>> begin PROVIDED ENTRIES

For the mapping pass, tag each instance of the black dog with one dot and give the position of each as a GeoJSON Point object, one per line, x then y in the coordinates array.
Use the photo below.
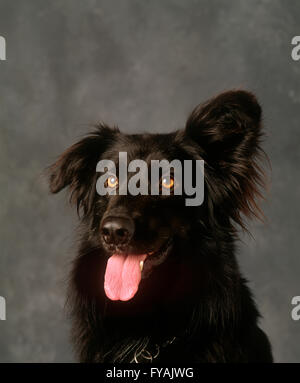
{"type": "Point", "coordinates": [189, 302]}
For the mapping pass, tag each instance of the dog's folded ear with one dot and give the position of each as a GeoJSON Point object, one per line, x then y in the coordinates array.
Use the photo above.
{"type": "Point", "coordinates": [76, 167]}
{"type": "Point", "coordinates": [227, 131]}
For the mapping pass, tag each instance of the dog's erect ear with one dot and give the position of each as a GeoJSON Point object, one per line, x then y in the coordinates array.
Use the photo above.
{"type": "Point", "coordinates": [227, 130]}
{"type": "Point", "coordinates": [76, 167]}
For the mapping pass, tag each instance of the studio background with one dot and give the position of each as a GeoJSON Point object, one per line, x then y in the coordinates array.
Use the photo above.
{"type": "Point", "coordinates": [142, 65]}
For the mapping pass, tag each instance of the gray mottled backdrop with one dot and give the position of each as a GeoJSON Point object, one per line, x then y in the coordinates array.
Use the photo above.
{"type": "Point", "coordinates": [142, 65]}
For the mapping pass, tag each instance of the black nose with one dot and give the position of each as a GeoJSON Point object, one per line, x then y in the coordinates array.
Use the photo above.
{"type": "Point", "coordinates": [117, 230]}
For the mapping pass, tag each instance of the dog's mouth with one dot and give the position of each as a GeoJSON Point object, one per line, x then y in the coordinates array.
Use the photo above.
{"type": "Point", "coordinates": [124, 271]}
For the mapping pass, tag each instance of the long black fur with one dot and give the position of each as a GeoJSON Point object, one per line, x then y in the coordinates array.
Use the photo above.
{"type": "Point", "coordinates": [195, 306]}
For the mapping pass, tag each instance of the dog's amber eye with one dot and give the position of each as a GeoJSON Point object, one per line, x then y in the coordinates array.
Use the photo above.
{"type": "Point", "coordinates": [112, 181]}
{"type": "Point", "coordinates": [167, 182]}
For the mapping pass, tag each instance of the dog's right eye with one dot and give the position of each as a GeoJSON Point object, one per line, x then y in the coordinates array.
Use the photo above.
{"type": "Point", "coordinates": [112, 181]}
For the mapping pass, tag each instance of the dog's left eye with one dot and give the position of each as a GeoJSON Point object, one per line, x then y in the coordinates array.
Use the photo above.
{"type": "Point", "coordinates": [167, 182]}
{"type": "Point", "coordinates": [112, 181]}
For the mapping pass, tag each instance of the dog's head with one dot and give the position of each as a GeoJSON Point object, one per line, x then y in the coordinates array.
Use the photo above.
{"type": "Point", "coordinates": [137, 233]}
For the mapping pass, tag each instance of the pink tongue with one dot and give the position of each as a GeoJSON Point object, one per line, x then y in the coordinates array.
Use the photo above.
{"type": "Point", "coordinates": [122, 276]}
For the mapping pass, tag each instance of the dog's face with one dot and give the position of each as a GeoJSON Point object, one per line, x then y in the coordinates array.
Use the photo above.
{"type": "Point", "coordinates": [138, 233]}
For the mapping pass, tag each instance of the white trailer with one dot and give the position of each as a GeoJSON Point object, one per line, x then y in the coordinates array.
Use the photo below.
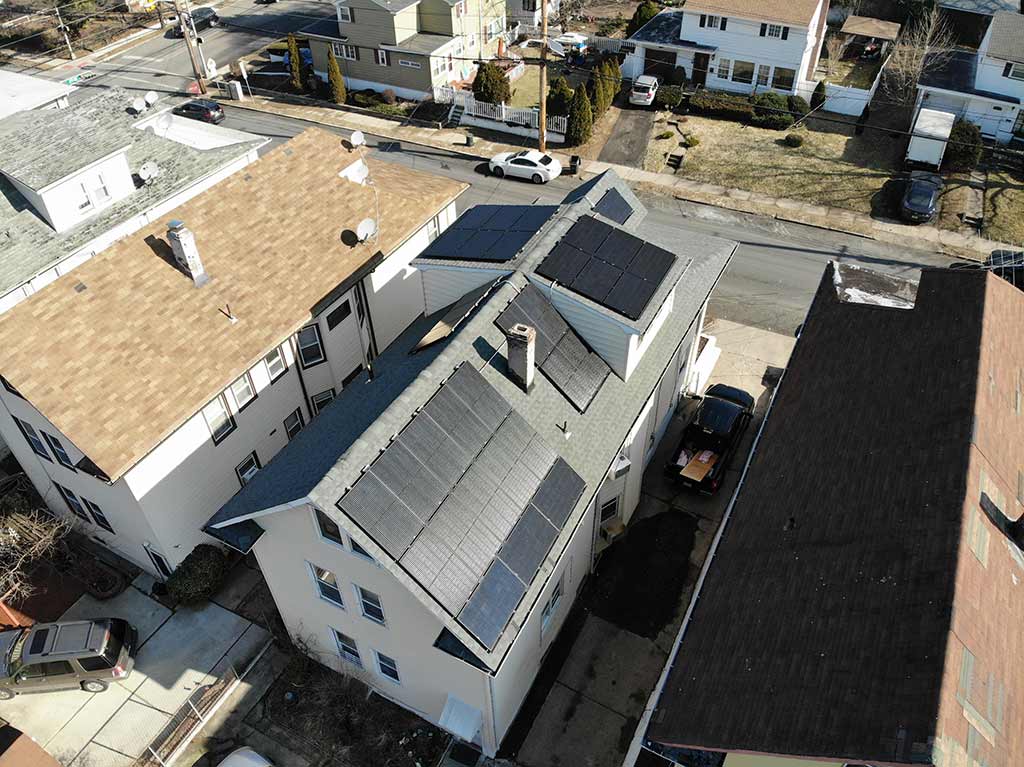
{"type": "Point", "coordinates": [929, 138]}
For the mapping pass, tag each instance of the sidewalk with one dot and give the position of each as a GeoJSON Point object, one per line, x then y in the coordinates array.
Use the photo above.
{"type": "Point", "coordinates": [836, 219]}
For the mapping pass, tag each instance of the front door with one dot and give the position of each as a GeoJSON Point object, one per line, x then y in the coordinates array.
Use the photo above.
{"type": "Point", "coordinates": [700, 64]}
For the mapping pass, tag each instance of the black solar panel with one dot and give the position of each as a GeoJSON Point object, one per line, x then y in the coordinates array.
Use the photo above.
{"type": "Point", "coordinates": [607, 266]}
{"type": "Point", "coordinates": [613, 206]}
{"type": "Point", "coordinates": [489, 232]}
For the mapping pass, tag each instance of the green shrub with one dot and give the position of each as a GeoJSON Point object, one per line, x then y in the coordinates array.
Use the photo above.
{"type": "Point", "coordinates": [964, 147]}
{"type": "Point", "coordinates": [798, 104]}
{"type": "Point", "coordinates": [721, 104]}
{"type": "Point", "coordinates": [199, 576]}
{"type": "Point", "coordinates": [669, 96]}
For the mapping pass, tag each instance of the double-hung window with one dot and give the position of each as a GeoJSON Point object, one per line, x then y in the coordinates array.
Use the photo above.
{"type": "Point", "coordinates": [347, 648]}
{"type": "Point", "coordinates": [388, 667]}
{"type": "Point", "coordinates": [371, 604]}
{"type": "Point", "coordinates": [248, 468]}
{"type": "Point", "coordinates": [218, 418]}
{"type": "Point", "coordinates": [243, 391]}
{"type": "Point", "coordinates": [32, 437]}
{"type": "Point", "coordinates": [310, 346]}
{"type": "Point", "coordinates": [97, 515]}
{"type": "Point", "coordinates": [327, 585]}
{"type": "Point", "coordinates": [275, 365]}
{"type": "Point", "coordinates": [74, 505]}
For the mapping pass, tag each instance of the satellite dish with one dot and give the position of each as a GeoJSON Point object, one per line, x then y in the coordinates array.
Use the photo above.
{"type": "Point", "coordinates": [366, 229]}
{"type": "Point", "coordinates": [148, 171]}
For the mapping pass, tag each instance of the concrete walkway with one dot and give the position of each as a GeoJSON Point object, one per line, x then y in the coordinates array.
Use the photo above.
{"type": "Point", "coordinates": [836, 219]}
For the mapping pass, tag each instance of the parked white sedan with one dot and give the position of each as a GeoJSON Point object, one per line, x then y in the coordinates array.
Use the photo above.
{"type": "Point", "coordinates": [530, 164]}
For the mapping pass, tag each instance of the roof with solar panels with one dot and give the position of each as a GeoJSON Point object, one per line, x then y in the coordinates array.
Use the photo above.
{"type": "Point", "coordinates": [464, 485]}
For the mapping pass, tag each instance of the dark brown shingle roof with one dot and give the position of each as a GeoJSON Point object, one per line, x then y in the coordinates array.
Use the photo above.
{"type": "Point", "coordinates": [842, 633]}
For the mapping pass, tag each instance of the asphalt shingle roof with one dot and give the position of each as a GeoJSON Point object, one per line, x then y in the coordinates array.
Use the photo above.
{"type": "Point", "coordinates": [836, 614]}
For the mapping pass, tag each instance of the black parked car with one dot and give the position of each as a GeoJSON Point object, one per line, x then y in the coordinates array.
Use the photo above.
{"type": "Point", "coordinates": [202, 110]}
{"type": "Point", "coordinates": [921, 200]}
{"type": "Point", "coordinates": [202, 18]}
{"type": "Point", "coordinates": [702, 455]}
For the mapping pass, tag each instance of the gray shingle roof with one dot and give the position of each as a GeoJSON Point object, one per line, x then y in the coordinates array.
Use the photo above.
{"type": "Point", "coordinates": [1007, 39]}
{"type": "Point", "coordinates": [29, 245]}
{"type": "Point", "coordinates": [364, 419]}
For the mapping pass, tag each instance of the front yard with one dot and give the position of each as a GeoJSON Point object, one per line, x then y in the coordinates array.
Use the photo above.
{"type": "Point", "coordinates": [834, 167]}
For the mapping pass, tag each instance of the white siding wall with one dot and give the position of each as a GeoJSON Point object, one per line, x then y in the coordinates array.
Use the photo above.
{"type": "Point", "coordinates": [428, 675]}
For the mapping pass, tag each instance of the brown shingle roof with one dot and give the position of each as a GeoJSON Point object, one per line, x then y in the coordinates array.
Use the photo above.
{"type": "Point", "coordinates": [836, 610]}
{"type": "Point", "coordinates": [784, 11]}
{"type": "Point", "coordinates": [121, 364]}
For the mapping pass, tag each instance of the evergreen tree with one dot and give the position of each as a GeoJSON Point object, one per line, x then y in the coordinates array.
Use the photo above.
{"type": "Point", "coordinates": [294, 62]}
{"type": "Point", "coordinates": [581, 119]}
{"type": "Point", "coordinates": [335, 80]}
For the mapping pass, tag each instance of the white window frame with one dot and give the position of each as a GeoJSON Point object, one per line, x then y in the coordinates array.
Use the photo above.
{"type": "Point", "coordinates": [360, 594]}
{"type": "Point", "coordinates": [221, 401]}
{"type": "Point", "coordinates": [396, 679]}
{"type": "Point", "coordinates": [320, 582]}
{"type": "Point", "coordinates": [240, 402]}
{"type": "Point", "coordinates": [246, 476]}
{"type": "Point", "coordinates": [347, 648]}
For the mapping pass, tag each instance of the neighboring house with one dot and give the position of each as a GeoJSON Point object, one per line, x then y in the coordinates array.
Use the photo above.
{"type": "Point", "coordinates": [72, 180]}
{"type": "Point", "coordinates": [864, 603]}
{"type": "Point", "coordinates": [431, 530]}
{"type": "Point", "coordinates": [141, 391]}
{"type": "Point", "coordinates": [409, 46]}
{"type": "Point", "coordinates": [738, 45]}
{"type": "Point", "coordinates": [24, 92]}
{"type": "Point", "coordinates": [985, 87]}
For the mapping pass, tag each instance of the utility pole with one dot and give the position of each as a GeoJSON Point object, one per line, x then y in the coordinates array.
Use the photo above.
{"type": "Point", "coordinates": [542, 126]}
{"type": "Point", "coordinates": [64, 31]}
{"type": "Point", "coordinates": [186, 34]}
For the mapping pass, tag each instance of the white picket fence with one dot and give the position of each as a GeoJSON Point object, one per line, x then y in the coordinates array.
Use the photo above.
{"type": "Point", "coordinates": [498, 113]}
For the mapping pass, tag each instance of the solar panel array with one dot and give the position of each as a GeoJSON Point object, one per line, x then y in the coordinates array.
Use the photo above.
{"type": "Point", "coordinates": [607, 265]}
{"type": "Point", "coordinates": [613, 207]}
{"type": "Point", "coordinates": [489, 232]}
{"type": "Point", "coordinates": [574, 370]}
{"type": "Point", "coordinates": [469, 499]}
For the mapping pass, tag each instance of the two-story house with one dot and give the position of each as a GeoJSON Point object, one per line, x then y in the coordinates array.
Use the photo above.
{"type": "Point", "coordinates": [431, 530]}
{"type": "Point", "coordinates": [145, 388]}
{"type": "Point", "coordinates": [738, 45]}
{"type": "Point", "coordinates": [985, 87]}
{"type": "Point", "coordinates": [409, 46]}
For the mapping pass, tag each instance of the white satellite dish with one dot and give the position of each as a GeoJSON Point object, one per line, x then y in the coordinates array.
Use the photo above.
{"type": "Point", "coordinates": [366, 229]}
{"type": "Point", "coordinates": [148, 171]}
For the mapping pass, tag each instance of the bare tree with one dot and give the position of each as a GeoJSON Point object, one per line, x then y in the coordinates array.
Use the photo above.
{"type": "Point", "coordinates": [836, 45]}
{"type": "Point", "coordinates": [28, 534]}
{"type": "Point", "coordinates": [927, 44]}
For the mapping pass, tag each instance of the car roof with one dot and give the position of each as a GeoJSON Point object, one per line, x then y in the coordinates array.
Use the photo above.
{"type": "Point", "coordinates": [69, 639]}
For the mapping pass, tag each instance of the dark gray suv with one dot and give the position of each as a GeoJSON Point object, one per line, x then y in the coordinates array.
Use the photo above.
{"type": "Point", "coordinates": [78, 654]}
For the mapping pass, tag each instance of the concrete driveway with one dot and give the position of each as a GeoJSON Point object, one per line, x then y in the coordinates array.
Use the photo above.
{"type": "Point", "coordinates": [179, 652]}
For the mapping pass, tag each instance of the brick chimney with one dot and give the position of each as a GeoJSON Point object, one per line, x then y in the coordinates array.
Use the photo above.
{"type": "Point", "coordinates": [522, 350]}
{"type": "Point", "coordinates": [185, 253]}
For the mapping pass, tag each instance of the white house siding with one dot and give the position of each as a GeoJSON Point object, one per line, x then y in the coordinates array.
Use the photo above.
{"type": "Point", "coordinates": [428, 675]}
{"type": "Point", "coordinates": [186, 477]}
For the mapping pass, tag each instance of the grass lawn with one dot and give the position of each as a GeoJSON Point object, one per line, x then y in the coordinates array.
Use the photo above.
{"type": "Point", "coordinates": [834, 167]}
{"type": "Point", "coordinates": [1005, 207]}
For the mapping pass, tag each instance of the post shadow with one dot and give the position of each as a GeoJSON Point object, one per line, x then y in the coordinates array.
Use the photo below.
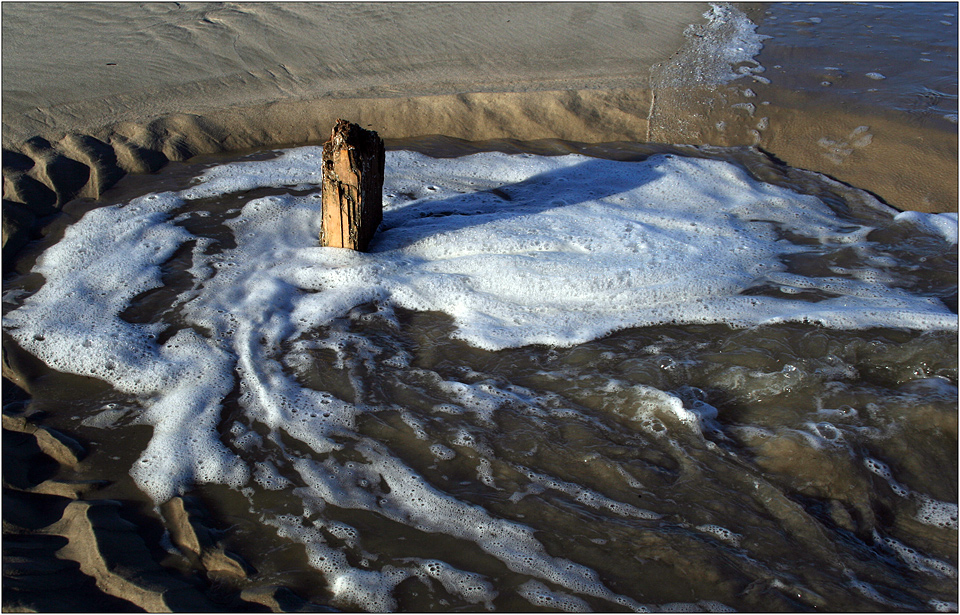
{"type": "Point", "coordinates": [565, 187]}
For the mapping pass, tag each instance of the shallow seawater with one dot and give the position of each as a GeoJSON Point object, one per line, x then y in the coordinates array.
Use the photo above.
{"type": "Point", "coordinates": [555, 382]}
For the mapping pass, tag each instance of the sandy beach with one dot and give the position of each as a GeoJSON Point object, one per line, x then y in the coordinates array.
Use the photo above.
{"type": "Point", "coordinates": [99, 93]}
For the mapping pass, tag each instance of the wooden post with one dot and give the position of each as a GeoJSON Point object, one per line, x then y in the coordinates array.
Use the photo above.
{"type": "Point", "coordinates": [352, 191]}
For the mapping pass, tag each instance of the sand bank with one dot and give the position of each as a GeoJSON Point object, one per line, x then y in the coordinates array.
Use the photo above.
{"type": "Point", "coordinates": [94, 91]}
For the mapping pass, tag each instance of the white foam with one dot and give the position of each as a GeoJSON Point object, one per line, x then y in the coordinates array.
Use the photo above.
{"type": "Point", "coordinates": [518, 250]}
{"type": "Point", "coordinates": [944, 224]}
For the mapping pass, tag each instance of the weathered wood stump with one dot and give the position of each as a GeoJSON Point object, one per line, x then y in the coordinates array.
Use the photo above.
{"type": "Point", "coordinates": [352, 191]}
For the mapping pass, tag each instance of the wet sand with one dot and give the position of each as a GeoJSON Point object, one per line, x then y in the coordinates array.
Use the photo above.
{"type": "Point", "coordinates": [92, 92]}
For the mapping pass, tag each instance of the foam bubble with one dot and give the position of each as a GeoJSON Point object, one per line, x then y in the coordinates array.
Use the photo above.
{"type": "Point", "coordinates": [538, 595]}
{"type": "Point", "coordinates": [937, 513]}
{"type": "Point", "coordinates": [944, 224]}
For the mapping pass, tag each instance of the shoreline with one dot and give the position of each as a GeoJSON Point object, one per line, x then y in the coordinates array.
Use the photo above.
{"type": "Point", "coordinates": [62, 142]}
{"type": "Point", "coordinates": [103, 549]}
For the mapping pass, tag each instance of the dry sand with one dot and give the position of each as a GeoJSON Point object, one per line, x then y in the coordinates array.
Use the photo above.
{"type": "Point", "coordinates": [94, 91]}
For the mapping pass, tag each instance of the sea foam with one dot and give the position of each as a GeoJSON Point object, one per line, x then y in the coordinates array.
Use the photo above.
{"type": "Point", "coordinates": [516, 249]}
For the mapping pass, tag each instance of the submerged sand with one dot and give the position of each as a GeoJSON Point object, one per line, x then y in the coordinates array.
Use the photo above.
{"type": "Point", "coordinates": [93, 91]}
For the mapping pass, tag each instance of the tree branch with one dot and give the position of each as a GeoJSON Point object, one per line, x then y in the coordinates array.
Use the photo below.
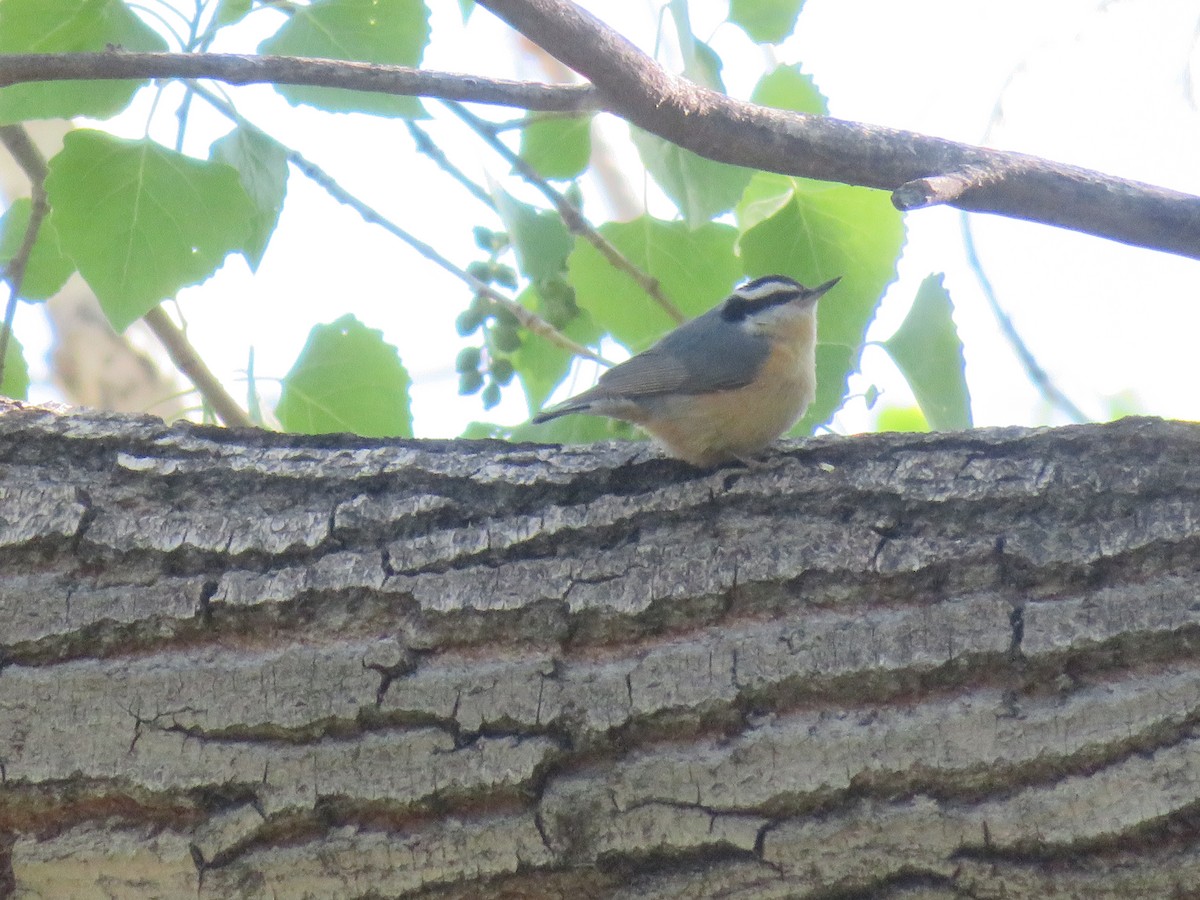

>> end PROVIDED ENTRIES

= REQUIREMENT =
Return every line of the rows above that contains the string "post", copying each one in full.

= RESULT OF THIS TASK =
For the mapping pass, tag each instance of the post shadow with one dot and give the position of each as a GeoJSON Point object, one per line, x then y in the coordinates array.
For the mapping pass, tag each instance of the wooden post with one dot and give the position of each as a GeoJSON Point object, one per line, x then y in the coordinates array.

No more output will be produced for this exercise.